* [GOAL OF THE EXERCISE]: Lines before the one containing "wooden veranda floor." are left out; output the rest of the data exactly, through the final line.

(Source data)
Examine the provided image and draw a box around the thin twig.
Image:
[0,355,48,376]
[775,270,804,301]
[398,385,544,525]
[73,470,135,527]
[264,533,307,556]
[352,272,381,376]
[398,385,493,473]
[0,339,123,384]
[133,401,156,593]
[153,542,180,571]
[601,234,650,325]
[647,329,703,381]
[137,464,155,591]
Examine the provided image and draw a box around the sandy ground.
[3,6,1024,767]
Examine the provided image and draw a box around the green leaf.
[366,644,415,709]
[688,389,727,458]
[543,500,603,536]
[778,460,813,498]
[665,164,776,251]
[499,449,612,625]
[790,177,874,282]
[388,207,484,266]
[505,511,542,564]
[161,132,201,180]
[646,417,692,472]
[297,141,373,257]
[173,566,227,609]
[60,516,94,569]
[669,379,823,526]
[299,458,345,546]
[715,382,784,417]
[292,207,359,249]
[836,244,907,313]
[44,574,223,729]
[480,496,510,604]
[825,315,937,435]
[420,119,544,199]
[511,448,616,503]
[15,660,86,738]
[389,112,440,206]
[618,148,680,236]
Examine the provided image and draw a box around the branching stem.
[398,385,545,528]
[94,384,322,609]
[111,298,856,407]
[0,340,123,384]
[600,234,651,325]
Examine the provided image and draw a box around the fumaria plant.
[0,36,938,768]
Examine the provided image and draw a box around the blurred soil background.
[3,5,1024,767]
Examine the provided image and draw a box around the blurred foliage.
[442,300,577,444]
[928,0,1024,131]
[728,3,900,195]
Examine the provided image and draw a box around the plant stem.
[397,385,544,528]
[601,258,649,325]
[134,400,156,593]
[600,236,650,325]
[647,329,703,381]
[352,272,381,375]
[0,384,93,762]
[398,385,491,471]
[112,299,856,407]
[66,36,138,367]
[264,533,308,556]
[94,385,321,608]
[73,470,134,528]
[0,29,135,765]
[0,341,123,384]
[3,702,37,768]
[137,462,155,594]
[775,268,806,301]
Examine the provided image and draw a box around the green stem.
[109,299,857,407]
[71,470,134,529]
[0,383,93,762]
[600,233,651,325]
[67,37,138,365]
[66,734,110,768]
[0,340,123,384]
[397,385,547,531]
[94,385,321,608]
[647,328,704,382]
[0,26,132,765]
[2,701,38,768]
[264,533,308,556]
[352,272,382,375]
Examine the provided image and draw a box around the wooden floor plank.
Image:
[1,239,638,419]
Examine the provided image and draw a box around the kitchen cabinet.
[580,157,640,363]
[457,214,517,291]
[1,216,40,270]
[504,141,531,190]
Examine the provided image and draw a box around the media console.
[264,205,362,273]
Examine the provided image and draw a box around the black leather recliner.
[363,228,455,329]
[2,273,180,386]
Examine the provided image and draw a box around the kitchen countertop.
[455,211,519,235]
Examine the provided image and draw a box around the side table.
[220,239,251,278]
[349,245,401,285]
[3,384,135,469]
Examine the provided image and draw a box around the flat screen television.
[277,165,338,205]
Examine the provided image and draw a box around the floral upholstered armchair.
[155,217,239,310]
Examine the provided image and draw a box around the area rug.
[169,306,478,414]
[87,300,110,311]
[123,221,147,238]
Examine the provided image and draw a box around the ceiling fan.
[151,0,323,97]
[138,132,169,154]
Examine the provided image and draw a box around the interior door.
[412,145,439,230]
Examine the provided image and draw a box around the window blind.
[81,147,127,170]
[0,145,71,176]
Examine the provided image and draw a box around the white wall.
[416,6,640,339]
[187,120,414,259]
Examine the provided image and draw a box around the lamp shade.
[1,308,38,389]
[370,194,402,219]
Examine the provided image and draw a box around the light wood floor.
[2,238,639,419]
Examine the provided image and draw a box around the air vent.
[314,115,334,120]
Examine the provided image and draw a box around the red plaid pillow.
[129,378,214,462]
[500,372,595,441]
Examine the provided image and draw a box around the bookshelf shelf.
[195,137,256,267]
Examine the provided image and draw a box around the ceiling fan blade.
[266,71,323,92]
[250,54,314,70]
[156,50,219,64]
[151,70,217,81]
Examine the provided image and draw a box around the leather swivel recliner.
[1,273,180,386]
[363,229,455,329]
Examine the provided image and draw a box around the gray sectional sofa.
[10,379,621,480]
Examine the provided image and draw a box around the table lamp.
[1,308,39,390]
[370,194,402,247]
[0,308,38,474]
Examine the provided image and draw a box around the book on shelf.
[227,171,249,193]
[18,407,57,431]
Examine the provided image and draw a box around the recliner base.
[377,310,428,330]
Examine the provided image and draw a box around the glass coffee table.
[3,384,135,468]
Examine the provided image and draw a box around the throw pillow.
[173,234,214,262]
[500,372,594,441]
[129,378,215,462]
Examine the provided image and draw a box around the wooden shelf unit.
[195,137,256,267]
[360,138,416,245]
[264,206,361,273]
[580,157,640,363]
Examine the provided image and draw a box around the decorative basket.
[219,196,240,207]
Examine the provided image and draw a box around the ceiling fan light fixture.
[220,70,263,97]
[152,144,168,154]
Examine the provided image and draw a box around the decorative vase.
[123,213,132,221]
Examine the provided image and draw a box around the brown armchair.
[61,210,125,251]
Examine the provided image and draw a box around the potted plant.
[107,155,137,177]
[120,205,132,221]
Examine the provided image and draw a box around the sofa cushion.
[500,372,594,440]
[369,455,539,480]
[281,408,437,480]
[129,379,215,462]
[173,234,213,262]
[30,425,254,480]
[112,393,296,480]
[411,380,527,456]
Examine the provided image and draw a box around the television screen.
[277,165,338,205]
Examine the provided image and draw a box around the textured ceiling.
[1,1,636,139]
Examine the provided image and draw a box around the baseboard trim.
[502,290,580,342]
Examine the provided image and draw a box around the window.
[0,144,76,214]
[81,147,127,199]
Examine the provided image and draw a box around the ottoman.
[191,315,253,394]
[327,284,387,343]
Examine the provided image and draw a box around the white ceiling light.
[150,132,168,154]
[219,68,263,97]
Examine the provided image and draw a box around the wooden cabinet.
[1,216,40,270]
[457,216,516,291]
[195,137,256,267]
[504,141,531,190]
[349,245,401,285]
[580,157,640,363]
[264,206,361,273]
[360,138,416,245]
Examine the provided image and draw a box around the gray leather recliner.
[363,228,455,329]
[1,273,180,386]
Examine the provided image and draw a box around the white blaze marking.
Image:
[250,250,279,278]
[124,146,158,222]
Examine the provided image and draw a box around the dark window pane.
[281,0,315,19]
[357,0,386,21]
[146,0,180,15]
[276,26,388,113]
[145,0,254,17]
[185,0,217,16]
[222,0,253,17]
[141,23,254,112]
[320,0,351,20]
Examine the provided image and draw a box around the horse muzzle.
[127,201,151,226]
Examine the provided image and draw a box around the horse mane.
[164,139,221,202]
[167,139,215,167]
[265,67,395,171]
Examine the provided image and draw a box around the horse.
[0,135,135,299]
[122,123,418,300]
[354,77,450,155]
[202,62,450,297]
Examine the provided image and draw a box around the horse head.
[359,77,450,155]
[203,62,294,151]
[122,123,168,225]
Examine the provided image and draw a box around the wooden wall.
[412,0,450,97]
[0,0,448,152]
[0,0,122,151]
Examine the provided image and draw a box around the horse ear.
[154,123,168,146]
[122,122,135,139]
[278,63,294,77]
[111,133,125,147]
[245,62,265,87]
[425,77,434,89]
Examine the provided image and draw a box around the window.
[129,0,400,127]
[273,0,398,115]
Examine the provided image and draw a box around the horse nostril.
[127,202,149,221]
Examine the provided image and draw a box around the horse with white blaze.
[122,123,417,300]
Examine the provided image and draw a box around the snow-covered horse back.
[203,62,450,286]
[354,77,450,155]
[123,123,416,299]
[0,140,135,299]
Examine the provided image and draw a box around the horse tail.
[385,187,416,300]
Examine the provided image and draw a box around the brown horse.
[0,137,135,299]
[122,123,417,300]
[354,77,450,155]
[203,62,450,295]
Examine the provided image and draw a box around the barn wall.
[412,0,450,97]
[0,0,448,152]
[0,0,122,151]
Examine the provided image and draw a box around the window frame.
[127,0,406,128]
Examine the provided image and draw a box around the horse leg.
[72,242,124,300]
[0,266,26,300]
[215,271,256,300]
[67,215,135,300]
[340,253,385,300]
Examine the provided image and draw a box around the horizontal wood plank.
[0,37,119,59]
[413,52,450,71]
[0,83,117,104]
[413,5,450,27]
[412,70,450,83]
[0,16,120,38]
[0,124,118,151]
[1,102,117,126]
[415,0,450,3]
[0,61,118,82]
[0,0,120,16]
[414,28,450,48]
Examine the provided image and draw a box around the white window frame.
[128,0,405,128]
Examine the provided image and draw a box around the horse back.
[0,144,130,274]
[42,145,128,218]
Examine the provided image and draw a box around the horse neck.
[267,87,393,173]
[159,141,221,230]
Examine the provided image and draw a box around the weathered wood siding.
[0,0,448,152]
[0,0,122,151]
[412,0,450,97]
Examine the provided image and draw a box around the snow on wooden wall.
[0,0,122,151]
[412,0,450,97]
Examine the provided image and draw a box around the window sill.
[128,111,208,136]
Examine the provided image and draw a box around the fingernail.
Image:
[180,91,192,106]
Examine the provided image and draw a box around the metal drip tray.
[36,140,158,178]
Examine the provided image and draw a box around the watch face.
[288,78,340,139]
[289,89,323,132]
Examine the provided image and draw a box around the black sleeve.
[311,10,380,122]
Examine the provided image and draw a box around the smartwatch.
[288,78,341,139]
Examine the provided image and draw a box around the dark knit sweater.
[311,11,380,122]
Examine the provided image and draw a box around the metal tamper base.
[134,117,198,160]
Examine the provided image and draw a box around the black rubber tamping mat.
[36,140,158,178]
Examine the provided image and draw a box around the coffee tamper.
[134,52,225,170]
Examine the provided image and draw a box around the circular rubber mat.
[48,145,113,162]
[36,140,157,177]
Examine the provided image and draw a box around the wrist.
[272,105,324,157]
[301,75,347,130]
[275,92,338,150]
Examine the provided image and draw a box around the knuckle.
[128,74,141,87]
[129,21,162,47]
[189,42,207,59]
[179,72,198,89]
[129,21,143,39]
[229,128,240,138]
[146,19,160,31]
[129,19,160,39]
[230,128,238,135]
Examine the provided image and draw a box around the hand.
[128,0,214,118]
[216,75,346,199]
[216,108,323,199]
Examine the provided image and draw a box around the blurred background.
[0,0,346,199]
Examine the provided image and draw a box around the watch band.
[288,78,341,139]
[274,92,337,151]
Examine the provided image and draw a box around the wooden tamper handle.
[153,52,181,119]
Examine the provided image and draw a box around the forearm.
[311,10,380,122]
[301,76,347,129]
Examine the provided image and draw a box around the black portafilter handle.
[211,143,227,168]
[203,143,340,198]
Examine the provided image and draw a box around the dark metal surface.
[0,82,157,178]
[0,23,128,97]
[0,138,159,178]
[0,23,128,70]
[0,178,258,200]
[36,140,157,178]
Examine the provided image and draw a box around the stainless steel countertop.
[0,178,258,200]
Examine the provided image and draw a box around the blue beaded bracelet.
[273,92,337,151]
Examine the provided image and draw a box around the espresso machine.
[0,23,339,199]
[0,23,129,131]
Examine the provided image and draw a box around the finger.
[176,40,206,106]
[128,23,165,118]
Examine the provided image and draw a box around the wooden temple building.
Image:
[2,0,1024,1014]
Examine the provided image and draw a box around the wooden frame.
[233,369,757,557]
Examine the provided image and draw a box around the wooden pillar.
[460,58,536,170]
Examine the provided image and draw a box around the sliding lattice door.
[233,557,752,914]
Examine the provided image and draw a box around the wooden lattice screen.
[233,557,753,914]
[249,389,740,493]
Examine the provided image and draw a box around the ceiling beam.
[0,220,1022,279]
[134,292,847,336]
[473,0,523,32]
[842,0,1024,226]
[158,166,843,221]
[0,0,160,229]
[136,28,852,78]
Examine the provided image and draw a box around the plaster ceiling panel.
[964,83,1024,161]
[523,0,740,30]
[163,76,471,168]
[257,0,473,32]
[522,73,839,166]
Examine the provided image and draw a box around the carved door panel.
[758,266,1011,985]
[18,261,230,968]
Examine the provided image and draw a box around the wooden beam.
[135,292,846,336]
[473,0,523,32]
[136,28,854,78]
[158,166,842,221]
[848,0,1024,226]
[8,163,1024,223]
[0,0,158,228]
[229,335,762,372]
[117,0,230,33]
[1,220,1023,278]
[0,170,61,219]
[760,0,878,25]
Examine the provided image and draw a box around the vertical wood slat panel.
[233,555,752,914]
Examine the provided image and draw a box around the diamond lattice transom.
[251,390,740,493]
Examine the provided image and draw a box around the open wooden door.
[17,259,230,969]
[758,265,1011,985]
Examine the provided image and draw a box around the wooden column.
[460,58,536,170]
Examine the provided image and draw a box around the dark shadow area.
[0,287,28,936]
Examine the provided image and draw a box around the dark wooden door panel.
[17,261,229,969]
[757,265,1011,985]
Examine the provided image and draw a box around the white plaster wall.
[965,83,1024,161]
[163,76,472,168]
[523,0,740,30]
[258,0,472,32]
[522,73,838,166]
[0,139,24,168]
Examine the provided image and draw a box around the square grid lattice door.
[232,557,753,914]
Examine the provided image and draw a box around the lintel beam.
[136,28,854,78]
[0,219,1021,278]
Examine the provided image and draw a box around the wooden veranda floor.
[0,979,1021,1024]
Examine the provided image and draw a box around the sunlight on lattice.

* [ANSWER TO THE PROBLEM]:
Examine the provided image and draw a box around the wooden veranda floor.
[0,979,1021,1024]
Examine the provided image and draw a box around the sunlight on lattice.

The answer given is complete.